# [Excerto do documento]
▽

O professor, antropólogo e escritor Manuel Brito-Semedo vai proferir no sábado, 30 de outubro, uma conferência sobre os 90 anos da Igreja do Nazareno em São Vicente, uma história desta igreja mas que se mistura com a da ilha, cujos contornos são desconhecidos. Na sequencia, será distribuída uma brochura, com fotografias e bibliografias, um material que Brito-Semedo espera ser um contributo para melhor conhecer e valorizar o passado desta igreja e ajudar a projectar o seu futuro.
Em conversa com Mindelinsite, Brito-Semedo fez uma antevisão desta conferência que, afirma, é fruto de uma aturada investigação cientifica e propõe repor parte da historia da Igreja no Nazareno em São Vicente, que foi rasurada. Segundo o professor, esta igreja evangélica chegou em Cabo Verde, mais precisamente na ilha Brava em 1901 e foi introduzida por um emigrante de nome João José Dias. “Em 1908 as igrejas mundiais fundiram e deram origem a actual Igreja do Nazareno e o missionário cabo-verdiano João José Dias e a sua obra foram nela associada. A Igreja do Nazareno da Brava a segunda no mundo e a primeira em África. É este mesmo João Dias que, no inicio da deca de 1930 fez contactos e veio para São Vicente. Em 1931 foi constituída a primeira Igreja do Nazareno desta ilha”, conta.
O Reverendo João José Dias, prossegue Brito-Semedo, esteve 35 anos em Cabo Verde a trabalhar sozinho. Mas, a partir de 1936, começaram a chegar os missionário vindos dos Estados Unidos, sendo o primeiro o Reverendo Everette Howard, que rompeu com as experiências e praticas anteriores. “A partir de então houve uma narrativa, sobretudo escrita, de que o trabalho desta igreja começou com a chegada dos missionários. Aliás, os documentos oficiais indicam que a Igreja do Nazareno de São Vicente foi fundada em 1950. É exactamente este período que quero esclarecer e fixar. Por isso, não apenas vou fazer a conferência como vai ser disponibilizada uma brochura com 28 páginas.”

△

(Parte de um ficheiro de dados)

▽

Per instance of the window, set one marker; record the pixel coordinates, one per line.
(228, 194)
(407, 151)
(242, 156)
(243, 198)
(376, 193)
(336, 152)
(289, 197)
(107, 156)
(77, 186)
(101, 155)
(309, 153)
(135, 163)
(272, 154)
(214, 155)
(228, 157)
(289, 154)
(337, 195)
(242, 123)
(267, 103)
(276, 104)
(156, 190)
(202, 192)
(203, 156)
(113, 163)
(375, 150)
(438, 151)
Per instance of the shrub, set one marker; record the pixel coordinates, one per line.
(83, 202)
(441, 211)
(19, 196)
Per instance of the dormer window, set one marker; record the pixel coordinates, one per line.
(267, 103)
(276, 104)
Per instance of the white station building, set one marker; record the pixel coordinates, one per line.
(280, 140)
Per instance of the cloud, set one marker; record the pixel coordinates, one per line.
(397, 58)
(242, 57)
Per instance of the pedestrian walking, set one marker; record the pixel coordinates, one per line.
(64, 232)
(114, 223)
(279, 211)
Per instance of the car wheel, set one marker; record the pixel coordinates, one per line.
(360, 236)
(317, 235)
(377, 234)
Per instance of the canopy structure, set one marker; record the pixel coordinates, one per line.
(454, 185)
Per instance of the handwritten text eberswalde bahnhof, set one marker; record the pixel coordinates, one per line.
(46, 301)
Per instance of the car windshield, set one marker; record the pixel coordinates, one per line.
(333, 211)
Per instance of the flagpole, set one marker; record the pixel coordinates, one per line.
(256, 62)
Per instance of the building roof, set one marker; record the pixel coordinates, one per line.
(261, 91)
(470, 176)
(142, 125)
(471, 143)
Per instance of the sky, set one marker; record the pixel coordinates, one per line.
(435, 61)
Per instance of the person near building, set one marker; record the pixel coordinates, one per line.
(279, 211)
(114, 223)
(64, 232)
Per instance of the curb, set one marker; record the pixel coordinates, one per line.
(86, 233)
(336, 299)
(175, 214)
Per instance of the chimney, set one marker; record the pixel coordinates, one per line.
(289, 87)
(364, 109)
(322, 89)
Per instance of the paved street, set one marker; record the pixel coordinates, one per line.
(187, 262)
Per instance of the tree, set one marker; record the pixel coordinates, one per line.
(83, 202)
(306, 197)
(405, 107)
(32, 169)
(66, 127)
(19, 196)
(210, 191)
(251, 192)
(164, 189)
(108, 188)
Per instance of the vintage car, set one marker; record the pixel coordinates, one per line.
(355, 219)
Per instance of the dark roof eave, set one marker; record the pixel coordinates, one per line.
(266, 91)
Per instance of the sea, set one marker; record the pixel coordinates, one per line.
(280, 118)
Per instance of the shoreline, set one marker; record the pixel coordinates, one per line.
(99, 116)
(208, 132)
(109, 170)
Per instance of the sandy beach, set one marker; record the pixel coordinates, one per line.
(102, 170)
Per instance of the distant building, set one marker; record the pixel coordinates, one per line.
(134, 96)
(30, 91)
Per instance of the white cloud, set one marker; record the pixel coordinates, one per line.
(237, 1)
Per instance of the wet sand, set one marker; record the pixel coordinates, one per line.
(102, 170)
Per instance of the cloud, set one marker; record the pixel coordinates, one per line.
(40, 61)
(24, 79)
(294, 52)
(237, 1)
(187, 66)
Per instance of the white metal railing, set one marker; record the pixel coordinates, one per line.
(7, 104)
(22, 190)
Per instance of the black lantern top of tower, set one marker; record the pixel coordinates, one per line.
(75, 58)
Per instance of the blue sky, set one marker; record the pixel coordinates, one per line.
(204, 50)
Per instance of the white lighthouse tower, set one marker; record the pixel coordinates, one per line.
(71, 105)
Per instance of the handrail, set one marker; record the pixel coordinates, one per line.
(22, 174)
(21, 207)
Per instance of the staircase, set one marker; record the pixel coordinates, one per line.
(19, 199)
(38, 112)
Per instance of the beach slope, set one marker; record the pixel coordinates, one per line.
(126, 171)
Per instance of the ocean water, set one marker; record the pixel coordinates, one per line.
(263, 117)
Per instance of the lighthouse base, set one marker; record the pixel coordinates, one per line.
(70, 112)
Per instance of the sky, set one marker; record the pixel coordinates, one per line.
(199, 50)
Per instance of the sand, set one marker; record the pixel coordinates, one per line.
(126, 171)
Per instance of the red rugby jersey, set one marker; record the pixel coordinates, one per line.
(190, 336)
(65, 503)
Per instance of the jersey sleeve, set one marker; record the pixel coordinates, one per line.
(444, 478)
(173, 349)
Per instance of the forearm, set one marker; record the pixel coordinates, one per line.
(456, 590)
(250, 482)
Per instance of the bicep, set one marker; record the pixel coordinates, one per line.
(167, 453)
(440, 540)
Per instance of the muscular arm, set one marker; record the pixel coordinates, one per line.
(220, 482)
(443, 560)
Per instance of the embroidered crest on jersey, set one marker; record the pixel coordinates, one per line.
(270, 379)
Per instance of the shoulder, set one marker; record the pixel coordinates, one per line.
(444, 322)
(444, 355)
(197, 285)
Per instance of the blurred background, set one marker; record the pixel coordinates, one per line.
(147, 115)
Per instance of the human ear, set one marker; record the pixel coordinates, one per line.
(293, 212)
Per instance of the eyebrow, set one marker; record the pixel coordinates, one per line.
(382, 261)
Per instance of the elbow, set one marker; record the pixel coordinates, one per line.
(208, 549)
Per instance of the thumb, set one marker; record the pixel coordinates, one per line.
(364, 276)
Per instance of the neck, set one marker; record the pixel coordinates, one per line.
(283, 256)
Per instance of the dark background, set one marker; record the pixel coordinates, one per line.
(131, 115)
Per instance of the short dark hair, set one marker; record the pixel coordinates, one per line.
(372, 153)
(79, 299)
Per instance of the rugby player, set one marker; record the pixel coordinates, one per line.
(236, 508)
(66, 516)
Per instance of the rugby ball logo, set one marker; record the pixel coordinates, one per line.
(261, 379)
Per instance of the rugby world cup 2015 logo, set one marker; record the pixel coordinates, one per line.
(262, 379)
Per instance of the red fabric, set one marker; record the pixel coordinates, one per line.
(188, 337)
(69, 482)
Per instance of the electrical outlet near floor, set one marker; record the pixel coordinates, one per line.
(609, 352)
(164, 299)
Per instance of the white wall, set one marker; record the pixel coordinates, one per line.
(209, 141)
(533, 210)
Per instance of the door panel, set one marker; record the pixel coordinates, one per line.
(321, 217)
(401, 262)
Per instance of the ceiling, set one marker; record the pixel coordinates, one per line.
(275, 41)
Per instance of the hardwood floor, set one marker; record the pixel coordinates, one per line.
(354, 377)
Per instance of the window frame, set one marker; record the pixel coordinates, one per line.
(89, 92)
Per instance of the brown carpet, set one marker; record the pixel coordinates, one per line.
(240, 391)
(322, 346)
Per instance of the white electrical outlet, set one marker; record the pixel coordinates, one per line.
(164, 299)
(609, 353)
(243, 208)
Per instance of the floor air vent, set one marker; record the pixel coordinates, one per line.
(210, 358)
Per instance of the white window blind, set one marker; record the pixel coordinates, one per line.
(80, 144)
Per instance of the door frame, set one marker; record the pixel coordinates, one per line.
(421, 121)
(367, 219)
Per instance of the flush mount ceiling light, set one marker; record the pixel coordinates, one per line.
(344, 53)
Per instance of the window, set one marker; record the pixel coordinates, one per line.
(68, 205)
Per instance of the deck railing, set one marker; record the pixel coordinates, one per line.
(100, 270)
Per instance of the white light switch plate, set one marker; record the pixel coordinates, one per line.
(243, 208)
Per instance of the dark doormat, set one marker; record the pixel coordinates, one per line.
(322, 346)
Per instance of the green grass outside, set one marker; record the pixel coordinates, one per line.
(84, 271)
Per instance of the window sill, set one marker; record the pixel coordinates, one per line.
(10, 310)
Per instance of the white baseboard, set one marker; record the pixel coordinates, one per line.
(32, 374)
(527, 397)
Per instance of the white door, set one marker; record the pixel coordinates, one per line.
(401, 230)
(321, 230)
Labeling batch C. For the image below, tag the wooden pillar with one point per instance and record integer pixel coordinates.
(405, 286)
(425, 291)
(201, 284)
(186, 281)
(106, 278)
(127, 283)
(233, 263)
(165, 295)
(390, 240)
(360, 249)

△

# [Instruções do exercício]
1 > Responda a estas perguntas com base no texto sobre a Igreja do Nazareno em São Vicente:
(a) Em que dia Brito-Semedo vai proferir a conferência?
(b) Em que ano e em que ilha esta igreja chegou a Cabo Verde?
(c) Quantas páginas terá a brochura disponibilizada?
2 > Prossiga o texto sobre a Igreja do Nazareno em São Vicente a partir da última frase apresentada.
Os registos não são necessários para resolver o exercício.

# [Respostas por tarefa]
1 >
(a) No sábado, 30 de outubro.
(b) Em 1901, na ilha Brava.
(c) 28 páginas.

2 >
Este “apagamento” da história, segundo o professor, deu-se porque houve uma incompatibilização entre o velho e os novos missionários, que resultou em uma cisão. “Os problemas começaram na Brava, mas foram transferidos para São Vicente. Na sequencia, houve uma cisão e um grupo de leigos saiu da igreja junto com Manuel Ramos, que criou depois a igreja Baptista”, descreve Brito-Semedo, que justifica esta sua pesquisa dizendo trabalhar com memória e com etno-história, pelo que valoriza a cultura e o homem da terra. “Quero valorizar o trabalho nativo deste período que não é falado e sequer está registado e que só começou a ser valorizado nesta igreja a partir da década de 1990”, pontua.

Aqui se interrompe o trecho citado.